• [Task goal] Render everything from the first of the lines below down to the line containing "For instance, an" as a Markdown table with the columns No. and Line, skipping any blank lines. Leave the pictures out of the table.
** start Input material **
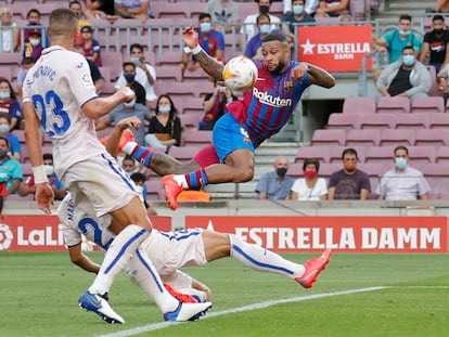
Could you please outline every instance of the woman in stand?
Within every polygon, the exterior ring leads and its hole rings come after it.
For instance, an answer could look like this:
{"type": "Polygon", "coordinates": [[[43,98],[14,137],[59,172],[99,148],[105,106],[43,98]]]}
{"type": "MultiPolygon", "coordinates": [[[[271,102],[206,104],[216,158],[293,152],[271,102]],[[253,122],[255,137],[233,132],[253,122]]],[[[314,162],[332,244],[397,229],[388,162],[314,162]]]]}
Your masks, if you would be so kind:
{"type": "Polygon", "coordinates": [[[303,164],[304,178],[295,180],[290,198],[292,200],[325,200],[328,185],[324,178],[318,178],[320,161],[307,158],[303,164]]]}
** end Input material **
• [Solution to this task]
| No. | Line |
|---|---|
| 1 | Could you please outline every instance of the woman in stand? |
| 2 | Within every polygon, the exterior ring leads and its hole rings come after it. |
| 3 | For instance, an answer could look like this: |